What is asked ▸
Show each line of the items below that contains the word "bleeding", copying every such line in full. Only matches in the same case count.

──────────

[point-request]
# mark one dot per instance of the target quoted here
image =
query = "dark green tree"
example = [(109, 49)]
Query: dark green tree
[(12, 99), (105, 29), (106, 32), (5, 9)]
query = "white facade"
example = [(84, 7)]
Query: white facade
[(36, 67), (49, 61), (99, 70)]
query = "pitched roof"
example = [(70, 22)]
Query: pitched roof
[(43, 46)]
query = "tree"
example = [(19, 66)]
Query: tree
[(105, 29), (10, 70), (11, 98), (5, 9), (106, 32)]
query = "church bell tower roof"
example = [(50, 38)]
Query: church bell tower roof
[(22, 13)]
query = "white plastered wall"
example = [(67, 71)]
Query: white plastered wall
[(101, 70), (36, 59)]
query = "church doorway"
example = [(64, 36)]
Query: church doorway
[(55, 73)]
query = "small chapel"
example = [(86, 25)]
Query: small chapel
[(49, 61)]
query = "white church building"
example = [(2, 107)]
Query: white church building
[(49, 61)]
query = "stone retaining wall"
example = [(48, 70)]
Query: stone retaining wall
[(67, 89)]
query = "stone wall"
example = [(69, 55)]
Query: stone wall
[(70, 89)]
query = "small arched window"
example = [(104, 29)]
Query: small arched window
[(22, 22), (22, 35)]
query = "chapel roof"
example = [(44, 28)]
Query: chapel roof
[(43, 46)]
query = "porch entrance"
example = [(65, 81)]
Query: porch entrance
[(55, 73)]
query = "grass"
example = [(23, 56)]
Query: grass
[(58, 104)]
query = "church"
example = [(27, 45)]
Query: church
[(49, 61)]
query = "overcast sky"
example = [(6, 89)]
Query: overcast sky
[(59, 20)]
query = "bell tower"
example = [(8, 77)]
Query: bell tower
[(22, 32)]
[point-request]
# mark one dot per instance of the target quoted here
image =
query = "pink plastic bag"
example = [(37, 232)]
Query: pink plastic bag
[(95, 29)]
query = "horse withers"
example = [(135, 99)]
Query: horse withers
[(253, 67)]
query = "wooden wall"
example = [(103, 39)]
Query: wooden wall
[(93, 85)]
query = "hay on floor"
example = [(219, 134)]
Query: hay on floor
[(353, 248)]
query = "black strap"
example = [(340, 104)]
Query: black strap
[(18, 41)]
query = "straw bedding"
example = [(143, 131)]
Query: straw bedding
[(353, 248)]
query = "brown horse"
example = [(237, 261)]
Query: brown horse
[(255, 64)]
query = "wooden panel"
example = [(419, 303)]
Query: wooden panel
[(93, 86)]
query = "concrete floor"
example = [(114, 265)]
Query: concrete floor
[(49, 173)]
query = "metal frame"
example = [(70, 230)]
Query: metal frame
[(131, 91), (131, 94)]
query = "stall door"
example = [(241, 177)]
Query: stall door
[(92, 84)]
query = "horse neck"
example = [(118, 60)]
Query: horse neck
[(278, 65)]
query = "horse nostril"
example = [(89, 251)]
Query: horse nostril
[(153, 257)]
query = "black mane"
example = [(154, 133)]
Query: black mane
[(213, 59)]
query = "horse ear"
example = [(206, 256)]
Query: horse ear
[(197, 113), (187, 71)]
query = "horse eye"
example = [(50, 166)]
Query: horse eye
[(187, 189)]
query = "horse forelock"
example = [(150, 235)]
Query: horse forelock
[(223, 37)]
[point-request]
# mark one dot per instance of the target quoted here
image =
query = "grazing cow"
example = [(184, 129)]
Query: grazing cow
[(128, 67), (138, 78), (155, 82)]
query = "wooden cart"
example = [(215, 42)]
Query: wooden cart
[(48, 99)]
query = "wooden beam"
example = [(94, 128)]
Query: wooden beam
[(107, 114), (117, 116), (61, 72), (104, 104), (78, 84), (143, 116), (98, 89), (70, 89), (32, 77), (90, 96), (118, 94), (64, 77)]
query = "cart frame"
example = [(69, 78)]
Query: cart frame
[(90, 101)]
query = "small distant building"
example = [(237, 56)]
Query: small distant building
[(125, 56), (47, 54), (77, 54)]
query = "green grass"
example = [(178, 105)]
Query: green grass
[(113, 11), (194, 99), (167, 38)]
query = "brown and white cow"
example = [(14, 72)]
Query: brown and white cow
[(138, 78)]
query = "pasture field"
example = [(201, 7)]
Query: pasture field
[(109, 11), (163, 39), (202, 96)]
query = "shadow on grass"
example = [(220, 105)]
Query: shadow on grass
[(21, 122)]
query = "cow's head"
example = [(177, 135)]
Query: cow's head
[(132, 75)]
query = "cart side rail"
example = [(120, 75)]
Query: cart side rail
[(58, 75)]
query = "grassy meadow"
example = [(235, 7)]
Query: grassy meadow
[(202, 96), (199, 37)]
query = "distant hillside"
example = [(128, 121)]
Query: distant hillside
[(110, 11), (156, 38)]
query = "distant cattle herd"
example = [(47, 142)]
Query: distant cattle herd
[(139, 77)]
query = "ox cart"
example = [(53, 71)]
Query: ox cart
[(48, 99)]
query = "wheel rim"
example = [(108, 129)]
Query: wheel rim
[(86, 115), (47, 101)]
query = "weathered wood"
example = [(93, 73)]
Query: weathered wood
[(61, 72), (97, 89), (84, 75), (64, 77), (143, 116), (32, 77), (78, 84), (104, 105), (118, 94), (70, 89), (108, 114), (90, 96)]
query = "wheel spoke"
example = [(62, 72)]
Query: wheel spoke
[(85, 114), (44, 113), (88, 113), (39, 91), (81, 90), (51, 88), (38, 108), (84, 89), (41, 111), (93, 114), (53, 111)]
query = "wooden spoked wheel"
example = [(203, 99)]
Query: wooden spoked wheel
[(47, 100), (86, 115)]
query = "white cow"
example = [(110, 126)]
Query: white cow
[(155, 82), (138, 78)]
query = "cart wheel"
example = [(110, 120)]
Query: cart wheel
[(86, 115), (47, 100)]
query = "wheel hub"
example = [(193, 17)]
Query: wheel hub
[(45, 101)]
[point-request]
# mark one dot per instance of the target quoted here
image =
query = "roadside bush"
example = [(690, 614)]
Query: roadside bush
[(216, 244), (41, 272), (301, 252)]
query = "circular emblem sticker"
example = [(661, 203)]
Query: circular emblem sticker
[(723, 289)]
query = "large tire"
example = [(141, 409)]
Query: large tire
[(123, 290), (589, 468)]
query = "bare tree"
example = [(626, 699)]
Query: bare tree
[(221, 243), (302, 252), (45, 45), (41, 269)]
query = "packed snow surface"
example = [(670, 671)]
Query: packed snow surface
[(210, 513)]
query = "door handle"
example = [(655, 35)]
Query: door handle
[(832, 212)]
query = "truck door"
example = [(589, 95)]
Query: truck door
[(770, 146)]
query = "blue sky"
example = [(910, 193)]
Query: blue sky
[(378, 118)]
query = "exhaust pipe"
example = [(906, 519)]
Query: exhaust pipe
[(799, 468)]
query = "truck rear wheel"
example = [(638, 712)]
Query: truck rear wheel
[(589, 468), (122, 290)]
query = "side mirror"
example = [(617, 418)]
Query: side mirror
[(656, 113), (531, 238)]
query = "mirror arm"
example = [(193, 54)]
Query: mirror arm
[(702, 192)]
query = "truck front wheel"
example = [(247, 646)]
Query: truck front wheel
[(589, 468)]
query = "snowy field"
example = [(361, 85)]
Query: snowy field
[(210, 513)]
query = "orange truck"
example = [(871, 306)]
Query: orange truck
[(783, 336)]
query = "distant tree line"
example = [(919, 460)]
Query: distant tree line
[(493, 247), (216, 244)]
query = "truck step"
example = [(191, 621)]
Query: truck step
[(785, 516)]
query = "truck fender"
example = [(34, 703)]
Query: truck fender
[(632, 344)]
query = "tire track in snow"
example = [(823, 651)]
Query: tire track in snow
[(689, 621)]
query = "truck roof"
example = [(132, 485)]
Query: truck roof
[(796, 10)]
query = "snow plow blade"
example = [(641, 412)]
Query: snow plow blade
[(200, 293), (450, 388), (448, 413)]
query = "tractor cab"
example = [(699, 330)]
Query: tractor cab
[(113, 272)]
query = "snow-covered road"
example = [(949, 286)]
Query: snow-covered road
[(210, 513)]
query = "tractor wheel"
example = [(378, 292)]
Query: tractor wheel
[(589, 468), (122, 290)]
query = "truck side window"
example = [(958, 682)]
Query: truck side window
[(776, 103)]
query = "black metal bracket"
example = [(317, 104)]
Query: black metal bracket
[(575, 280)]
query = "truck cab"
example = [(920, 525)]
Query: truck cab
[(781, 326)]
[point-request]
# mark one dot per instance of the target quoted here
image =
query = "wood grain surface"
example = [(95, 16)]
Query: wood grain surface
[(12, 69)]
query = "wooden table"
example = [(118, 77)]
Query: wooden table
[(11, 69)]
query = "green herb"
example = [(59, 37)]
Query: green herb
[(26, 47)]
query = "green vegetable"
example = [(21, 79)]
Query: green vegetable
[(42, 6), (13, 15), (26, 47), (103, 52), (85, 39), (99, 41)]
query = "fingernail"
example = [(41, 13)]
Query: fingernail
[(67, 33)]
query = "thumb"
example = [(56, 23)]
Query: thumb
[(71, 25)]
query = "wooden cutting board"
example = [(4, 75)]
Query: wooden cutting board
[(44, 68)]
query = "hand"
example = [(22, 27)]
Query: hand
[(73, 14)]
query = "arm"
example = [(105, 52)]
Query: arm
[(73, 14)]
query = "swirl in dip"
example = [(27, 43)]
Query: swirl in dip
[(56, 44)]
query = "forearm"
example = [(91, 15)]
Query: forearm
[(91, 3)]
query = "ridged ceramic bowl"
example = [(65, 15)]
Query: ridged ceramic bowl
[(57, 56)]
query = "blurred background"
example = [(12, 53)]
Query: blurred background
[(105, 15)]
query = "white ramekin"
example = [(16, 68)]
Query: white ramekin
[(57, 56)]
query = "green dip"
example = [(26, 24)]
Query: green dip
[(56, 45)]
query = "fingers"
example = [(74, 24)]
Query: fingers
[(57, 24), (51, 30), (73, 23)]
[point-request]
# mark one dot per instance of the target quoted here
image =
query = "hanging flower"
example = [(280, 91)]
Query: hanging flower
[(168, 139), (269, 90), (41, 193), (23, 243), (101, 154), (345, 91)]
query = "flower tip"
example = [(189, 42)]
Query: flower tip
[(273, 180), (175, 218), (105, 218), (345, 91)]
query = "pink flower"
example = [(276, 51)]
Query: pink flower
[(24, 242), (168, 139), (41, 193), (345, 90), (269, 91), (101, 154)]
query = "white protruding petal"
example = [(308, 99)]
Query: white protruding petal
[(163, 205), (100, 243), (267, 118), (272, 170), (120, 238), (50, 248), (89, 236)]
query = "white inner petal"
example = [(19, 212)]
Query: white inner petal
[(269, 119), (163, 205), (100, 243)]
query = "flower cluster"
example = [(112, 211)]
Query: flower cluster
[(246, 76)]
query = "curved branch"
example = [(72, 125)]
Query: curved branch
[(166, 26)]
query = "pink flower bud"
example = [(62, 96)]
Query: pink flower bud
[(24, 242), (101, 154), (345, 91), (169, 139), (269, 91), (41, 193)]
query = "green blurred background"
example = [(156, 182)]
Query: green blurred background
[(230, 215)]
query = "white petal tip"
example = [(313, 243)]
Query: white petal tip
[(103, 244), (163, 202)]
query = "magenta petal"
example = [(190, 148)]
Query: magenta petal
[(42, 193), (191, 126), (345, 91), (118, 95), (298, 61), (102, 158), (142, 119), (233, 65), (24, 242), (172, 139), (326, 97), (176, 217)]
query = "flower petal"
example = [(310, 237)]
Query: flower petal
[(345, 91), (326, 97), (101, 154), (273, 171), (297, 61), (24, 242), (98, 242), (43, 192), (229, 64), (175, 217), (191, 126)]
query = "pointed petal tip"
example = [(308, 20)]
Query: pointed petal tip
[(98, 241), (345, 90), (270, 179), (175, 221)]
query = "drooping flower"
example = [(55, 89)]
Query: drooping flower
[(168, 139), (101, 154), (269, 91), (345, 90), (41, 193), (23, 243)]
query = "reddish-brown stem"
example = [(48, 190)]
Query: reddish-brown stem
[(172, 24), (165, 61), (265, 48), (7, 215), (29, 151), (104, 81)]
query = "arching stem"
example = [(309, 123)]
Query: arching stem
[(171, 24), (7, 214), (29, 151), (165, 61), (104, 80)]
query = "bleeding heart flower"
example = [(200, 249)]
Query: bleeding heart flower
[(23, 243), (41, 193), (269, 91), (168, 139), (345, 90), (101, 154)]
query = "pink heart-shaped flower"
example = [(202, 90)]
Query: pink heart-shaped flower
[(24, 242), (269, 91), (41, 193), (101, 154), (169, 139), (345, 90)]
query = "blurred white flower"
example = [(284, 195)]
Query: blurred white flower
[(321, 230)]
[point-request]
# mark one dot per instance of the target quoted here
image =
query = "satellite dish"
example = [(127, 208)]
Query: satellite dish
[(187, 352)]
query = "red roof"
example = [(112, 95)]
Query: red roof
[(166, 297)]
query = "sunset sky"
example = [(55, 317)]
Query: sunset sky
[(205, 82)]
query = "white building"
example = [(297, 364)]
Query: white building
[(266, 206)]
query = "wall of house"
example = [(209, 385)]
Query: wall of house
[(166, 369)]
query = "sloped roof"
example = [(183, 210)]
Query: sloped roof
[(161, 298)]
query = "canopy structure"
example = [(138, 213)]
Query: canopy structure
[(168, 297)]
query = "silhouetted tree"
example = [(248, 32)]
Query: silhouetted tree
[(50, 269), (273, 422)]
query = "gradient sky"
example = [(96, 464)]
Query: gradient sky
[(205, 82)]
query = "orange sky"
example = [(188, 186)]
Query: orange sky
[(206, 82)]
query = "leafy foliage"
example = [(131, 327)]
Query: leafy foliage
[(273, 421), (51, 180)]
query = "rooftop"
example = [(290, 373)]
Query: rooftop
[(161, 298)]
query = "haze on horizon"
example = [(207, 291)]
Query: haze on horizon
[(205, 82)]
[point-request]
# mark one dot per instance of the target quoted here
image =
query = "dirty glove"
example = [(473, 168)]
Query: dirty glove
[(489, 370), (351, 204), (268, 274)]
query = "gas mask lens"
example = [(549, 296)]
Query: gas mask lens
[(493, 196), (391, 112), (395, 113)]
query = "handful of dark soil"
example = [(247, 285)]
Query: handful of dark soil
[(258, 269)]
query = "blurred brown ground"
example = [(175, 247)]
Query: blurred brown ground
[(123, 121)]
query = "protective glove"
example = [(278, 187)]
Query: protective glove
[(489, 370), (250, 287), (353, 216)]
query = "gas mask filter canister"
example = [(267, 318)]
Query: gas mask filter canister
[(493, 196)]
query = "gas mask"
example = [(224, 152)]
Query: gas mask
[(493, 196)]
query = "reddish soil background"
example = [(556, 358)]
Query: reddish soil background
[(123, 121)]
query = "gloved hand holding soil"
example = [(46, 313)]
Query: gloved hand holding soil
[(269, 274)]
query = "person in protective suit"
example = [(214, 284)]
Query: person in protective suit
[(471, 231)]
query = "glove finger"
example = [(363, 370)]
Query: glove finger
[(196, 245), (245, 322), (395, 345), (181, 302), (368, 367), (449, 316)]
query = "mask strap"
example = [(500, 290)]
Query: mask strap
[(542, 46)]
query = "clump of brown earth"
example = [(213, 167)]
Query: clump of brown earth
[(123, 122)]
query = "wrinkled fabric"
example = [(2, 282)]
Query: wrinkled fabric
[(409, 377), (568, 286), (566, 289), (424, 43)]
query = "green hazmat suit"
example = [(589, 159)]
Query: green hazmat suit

──────────

Finished task ▸
query = "bleeding heart flower"
Query: bleeding heart flower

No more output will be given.